---------- Passage provided ----------
Wood Group acquires Amec Foster Wheeler in £2.2bn deal

Robin WatsonOil services company Wood Group has unveiled a £2.2 billion recommended all-share offer for Amec Foster Wheeler.

Wood Group says it can achieve “significant additional revenue growth opportunities”. The combined group will be worth £5bn and will seek £110 million of annual savings.

Under the terms proposed each Amec Foster Wheeler Shareholder will receive 0.75 new Wood Group shares.

Based on the closing price of £7.52 per Wood Group share on 10 March the deal is equal to £5.64 per Amec Foster Wheeler share and a 28.7% premium to the 30 trading day average price of £4.53.

Amec Foster Wheeler shareholders will own approximately 44% of the share capital of the combined group.

Robin Watson (pictured) and David Kemp, currently CEO and CFO of Wood Group respectively, will continue as CEO and CFO of the combined group.  Ian Marchant will continue as chairman.

Four Amec Foster Wheeler directors will join the board of the combined group, with Roy Franklin joining as deputy chairman and senior independent director.

Mr Marchant said: “The combination represents a transformational transaction for Wood Group, which accelerates our strategy and creates a global leader in project, engineering and technical services delivery across a range of industrial sectors.”

He added that it “extends the scale and scope of our services, deepens our existing customer relationships, facilitates further development of our technology-enabled solutions and broadens our end market, geographic and customer exposure.”

The new company would be an “asset-light business of greater scale and enhanced capability”, he said, diversified across the oil & gas, chemicals, renewables, environment & infrastructure and mining segments.
----------
* **Task**
Copy from the Wood Group deal article the part that opens with the words containing "Wood Group says" and closes with "continue as chairman.".
---------- Stored records ----------
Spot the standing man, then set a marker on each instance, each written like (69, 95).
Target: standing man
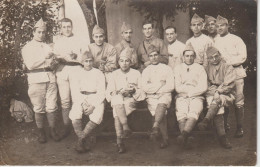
(211, 27)
(126, 33)
(200, 42)
(68, 50)
(37, 57)
(158, 83)
(190, 84)
(220, 93)
(233, 50)
(150, 39)
(124, 90)
(88, 96)
(175, 47)
(103, 53)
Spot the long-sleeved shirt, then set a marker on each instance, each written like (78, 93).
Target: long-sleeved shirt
(154, 75)
(221, 77)
(175, 51)
(143, 47)
(200, 45)
(233, 50)
(93, 81)
(33, 54)
(65, 46)
(121, 46)
(190, 80)
(106, 54)
(120, 80)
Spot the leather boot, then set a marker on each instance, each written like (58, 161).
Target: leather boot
(182, 138)
(224, 142)
(42, 136)
(203, 124)
(121, 148)
(80, 146)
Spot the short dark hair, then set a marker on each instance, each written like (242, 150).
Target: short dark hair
(148, 22)
(171, 27)
(66, 20)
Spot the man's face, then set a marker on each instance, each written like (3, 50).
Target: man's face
(214, 59)
(88, 64)
(222, 28)
(66, 28)
(39, 34)
(99, 39)
(211, 27)
(189, 57)
(170, 35)
(196, 27)
(148, 30)
(127, 35)
(124, 63)
(154, 58)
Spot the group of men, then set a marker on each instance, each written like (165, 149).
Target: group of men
(88, 77)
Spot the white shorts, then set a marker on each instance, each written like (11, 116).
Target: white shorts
(188, 107)
(153, 101)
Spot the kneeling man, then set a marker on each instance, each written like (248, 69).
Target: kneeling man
(88, 94)
(220, 93)
(124, 90)
(158, 83)
(190, 84)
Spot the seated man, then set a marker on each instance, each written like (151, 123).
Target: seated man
(124, 90)
(190, 84)
(158, 83)
(220, 94)
(88, 94)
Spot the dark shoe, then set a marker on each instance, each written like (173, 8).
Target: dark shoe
(239, 133)
(224, 142)
(127, 133)
(42, 136)
(80, 146)
(54, 135)
(155, 131)
(164, 144)
(203, 124)
(121, 148)
(189, 143)
(227, 127)
(182, 138)
(66, 131)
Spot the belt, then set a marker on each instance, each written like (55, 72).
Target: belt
(87, 93)
(72, 63)
(38, 70)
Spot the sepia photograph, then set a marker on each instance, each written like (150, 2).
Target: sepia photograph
(128, 82)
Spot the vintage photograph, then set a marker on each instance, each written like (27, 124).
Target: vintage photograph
(128, 82)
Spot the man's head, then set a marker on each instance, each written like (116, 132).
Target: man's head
(39, 31)
(88, 60)
(189, 54)
(222, 25)
(98, 35)
(196, 24)
(171, 34)
(125, 58)
(211, 24)
(153, 54)
(213, 55)
(66, 27)
(127, 32)
(148, 29)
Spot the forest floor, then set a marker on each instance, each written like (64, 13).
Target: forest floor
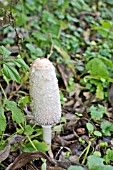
(78, 38)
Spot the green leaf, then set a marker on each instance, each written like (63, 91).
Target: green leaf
(40, 36)
(75, 168)
(97, 133)
(21, 63)
(11, 73)
(90, 127)
(97, 113)
(96, 67)
(28, 130)
(4, 52)
(106, 23)
(17, 114)
(65, 56)
(94, 161)
(30, 47)
(2, 120)
(41, 146)
(109, 156)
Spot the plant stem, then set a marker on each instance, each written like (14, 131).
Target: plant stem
(3, 91)
(47, 134)
(29, 138)
(87, 151)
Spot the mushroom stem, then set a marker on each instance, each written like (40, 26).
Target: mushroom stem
(47, 134)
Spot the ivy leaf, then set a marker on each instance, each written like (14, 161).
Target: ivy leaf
(109, 156)
(11, 73)
(96, 67)
(2, 120)
(5, 53)
(94, 161)
(17, 114)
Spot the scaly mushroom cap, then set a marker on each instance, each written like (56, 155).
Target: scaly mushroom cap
(44, 92)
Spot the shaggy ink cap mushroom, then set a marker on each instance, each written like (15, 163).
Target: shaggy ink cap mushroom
(44, 91)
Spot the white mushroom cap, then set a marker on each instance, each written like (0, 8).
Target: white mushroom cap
(44, 92)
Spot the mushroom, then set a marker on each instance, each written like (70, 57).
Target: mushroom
(44, 92)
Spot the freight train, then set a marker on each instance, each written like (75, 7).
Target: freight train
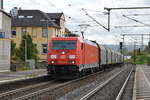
(71, 57)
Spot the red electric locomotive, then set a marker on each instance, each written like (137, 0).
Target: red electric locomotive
(69, 57)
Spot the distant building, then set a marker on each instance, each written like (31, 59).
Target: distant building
(5, 35)
(40, 25)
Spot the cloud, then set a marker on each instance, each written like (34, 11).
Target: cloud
(78, 16)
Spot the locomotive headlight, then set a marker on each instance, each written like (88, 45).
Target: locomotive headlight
(53, 56)
(72, 62)
(72, 56)
(52, 62)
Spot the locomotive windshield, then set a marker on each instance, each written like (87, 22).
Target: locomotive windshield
(64, 44)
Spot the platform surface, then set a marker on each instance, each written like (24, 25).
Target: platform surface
(142, 83)
(6, 76)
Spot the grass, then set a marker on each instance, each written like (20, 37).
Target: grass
(140, 59)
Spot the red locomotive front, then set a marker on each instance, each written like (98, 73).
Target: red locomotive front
(64, 57)
(70, 57)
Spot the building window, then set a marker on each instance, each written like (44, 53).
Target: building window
(13, 32)
(44, 48)
(29, 16)
(23, 31)
(20, 17)
(44, 32)
(34, 32)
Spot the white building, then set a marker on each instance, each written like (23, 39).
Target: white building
(5, 34)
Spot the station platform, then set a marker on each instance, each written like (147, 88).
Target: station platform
(142, 83)
(12, 76)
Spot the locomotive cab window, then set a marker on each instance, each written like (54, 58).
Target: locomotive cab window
(64, 44)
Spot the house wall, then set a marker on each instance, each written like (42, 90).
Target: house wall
(38, 39)
(5, 26)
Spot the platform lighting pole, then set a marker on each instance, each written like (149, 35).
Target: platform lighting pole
(134, 51)
(149, 44)
(83, 27)
(25, 53)
(1, 1)
(141, 43)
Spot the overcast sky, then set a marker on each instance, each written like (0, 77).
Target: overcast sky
(75, 16)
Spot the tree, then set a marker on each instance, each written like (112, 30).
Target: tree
(147, 48)
(13, 50)
(31, 50)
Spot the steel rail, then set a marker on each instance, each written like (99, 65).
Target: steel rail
(124, 86)
(14, 92)
(37, 93)
(91, 93)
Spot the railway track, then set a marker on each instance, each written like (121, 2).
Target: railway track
(92, 94)
(54, 90)
(29, 92)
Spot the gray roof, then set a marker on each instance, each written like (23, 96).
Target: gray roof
(5, 13)
(55, 15)
(38, 18)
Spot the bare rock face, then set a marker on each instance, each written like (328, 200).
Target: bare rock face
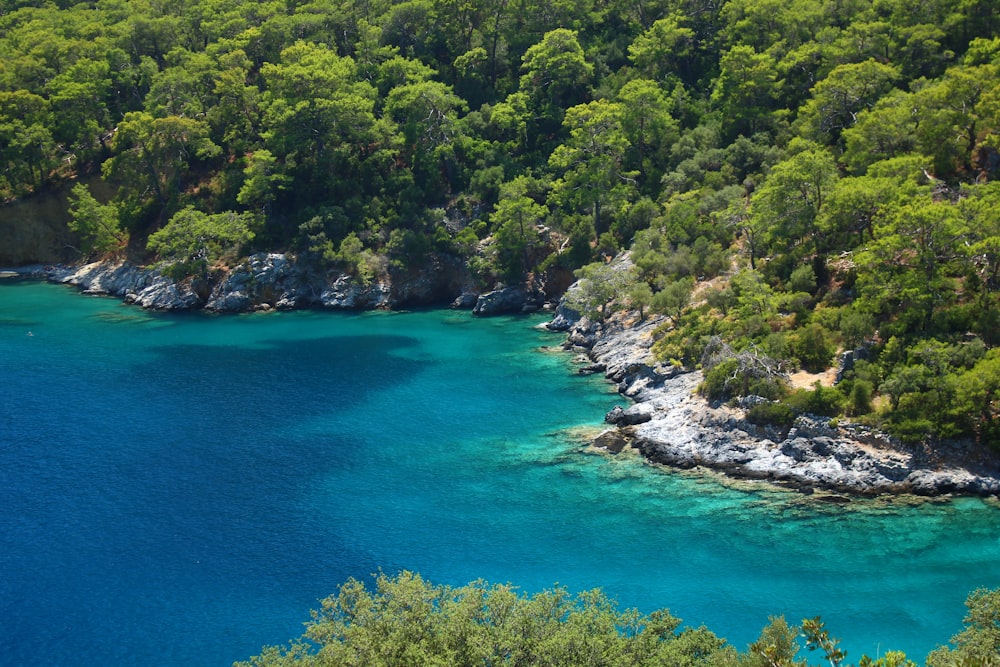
(266, 281)
(669, 423)
(348, 294)
(514, 299)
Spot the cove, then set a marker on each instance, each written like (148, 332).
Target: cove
(182, 489)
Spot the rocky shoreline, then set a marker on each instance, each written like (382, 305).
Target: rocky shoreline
(669, 424)
(666, 421)
(277, 281)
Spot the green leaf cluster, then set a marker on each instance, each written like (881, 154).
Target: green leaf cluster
(832, 167)
(406, 620)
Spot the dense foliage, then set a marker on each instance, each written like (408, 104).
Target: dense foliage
(405, 620)
(833, 162)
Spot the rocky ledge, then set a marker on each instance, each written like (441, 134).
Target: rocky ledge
(276, 281)
(670, 424)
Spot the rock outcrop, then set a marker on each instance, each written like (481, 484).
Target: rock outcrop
(514, 299)
(266, 281)
(670, 424)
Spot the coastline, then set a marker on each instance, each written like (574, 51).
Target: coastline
(667, 422)
(670, 424)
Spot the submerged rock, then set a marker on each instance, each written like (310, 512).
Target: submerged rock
(514, 299)
(673, 425)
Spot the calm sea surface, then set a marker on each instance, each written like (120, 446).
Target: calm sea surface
(182, 489)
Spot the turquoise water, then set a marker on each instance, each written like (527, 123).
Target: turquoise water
(181, 489)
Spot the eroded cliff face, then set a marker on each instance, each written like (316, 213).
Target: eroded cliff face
(669, 423)
(34, 231)
(266, 281)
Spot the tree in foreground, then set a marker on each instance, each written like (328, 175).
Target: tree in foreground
(406, 621)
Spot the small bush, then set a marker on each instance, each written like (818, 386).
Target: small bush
(820, 400)
(771, 414)
(860, 399)
(813, 348)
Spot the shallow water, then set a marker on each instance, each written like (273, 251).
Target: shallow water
(181, 489)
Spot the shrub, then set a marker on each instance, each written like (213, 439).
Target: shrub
(813, 348)
(820, 400)
(771, 414)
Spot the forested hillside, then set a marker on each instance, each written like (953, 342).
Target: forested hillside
(793, 177)
(404, 620)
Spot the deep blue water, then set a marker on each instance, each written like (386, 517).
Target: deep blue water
(180, 490)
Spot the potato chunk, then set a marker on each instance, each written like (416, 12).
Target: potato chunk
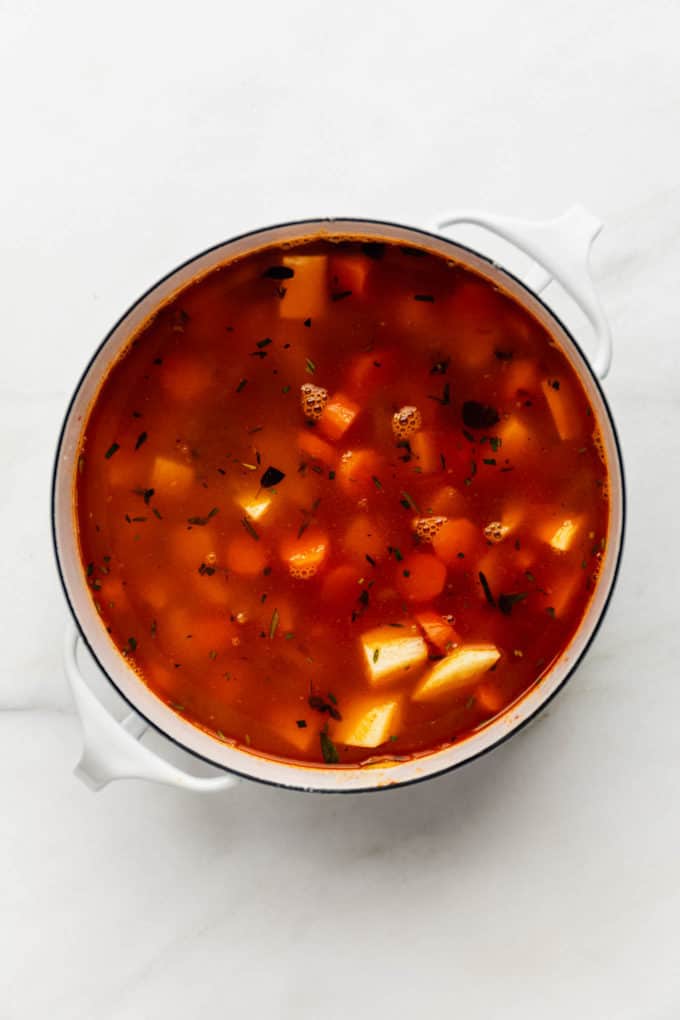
(390, 652)
(457, 670)
(306, 291)
(368, 724)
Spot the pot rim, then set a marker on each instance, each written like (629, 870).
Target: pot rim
(503, 736)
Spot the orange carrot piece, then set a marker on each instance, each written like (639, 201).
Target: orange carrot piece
(246, 556)
(456, 538)
(368, 372)
(316, 448)
(305, 553)
(437, 631)
(420, 576)
(337, 415)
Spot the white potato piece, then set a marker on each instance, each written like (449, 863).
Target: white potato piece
(369, 724)
(457, 670)
(306, 292)
(563, 538)
(255, 507)
(389, 652)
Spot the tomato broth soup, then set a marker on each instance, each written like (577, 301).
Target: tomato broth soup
(341, 500)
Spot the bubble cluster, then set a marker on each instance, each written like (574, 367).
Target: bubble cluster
(406, 421)
(427, 527)
(495, 531)
(313, 400)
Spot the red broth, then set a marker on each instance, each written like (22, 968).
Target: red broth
(341, 500)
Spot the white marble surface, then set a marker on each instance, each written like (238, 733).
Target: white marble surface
(541, 881)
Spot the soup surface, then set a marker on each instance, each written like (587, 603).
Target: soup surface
(341, 500)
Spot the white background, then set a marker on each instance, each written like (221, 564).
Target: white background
(542, 881)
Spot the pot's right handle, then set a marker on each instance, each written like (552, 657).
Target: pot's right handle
(112, 750)
(562, 249)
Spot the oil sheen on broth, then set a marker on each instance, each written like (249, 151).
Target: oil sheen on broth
(341, 500)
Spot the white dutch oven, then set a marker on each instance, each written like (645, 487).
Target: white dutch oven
(560, 251)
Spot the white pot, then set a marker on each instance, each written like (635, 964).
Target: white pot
(561, 250)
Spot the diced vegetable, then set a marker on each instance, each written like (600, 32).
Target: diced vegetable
(563, 407)
(520, 378)
(489, 698)
(255, 507)
(337, 415)
(457, 670)
(348, 272)
(437, 630)
(420, 576)
(516, 439)
(316, 448)
(307, 291)
(170, 476)
(458, 541)
(246, 556)
(368, 724)
(425, 452)
(305, 553)
(389, 654)
(564, 537)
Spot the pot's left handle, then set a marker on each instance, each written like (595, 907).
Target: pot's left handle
(112, 750)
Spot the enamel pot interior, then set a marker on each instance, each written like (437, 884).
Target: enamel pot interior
(236, 759)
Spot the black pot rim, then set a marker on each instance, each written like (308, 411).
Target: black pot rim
(367, 223)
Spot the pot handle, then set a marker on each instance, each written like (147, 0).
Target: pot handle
(561, 249)
(112, 750)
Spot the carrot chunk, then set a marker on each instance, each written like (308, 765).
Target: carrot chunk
(437, 631)
(348, 272)
(337, 415)
(316, 448)
(420, 576)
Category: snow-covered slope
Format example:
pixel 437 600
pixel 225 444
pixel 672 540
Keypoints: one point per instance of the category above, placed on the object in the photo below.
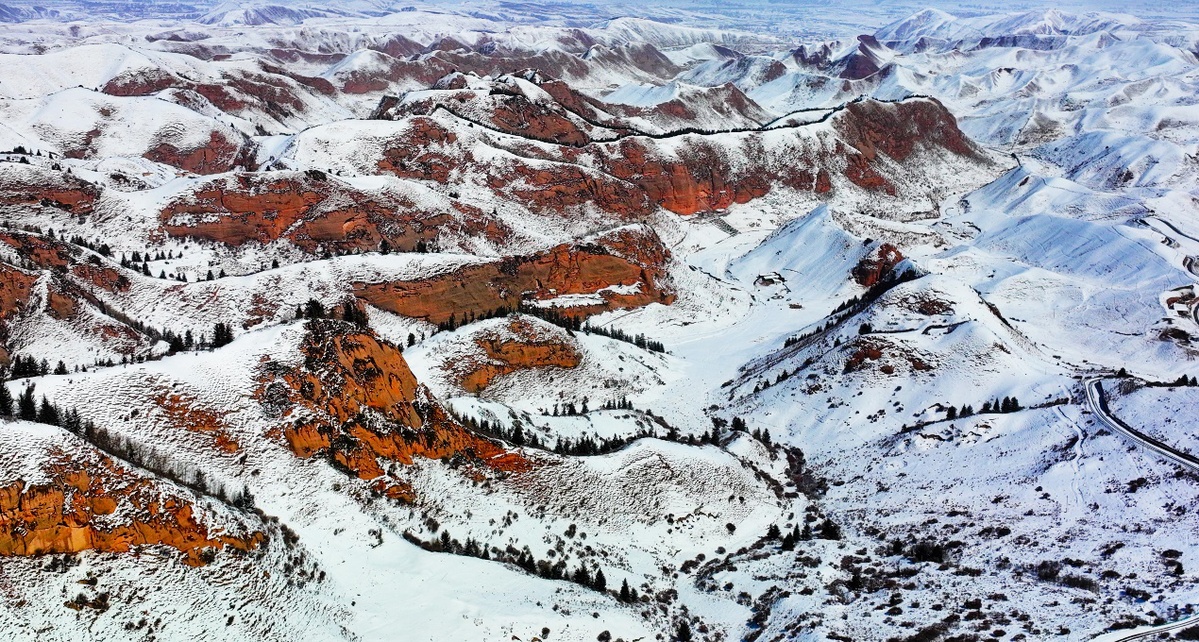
----------
* **Solution to this exercise**
Wood Group says it can achieve “significant additional revenue growth opportunities”. The combined group will be worth £5bn and will seek £110 million of annual savings.

Under the terms proposed each Amec Foster Wheeler Shareholder will receive 0.75 new Wood Group shares.

Based on the closing price of £7.52 per Wood Group share on 10 March the deal is equal to £5.64 per Amec Foster Wheeler share and a 28.7% premium to the 30 trading day average price of £4.53.

Amec Foster Wheeler shareholders will own approximately 44% of the share capital of the combined group.

Robin Watson (pictured) and David Kemp, currently CEO and CFO of Wood Group respectively, will continue as CEO and CFO of the combined group.  Ian Marchant will continue as chairman.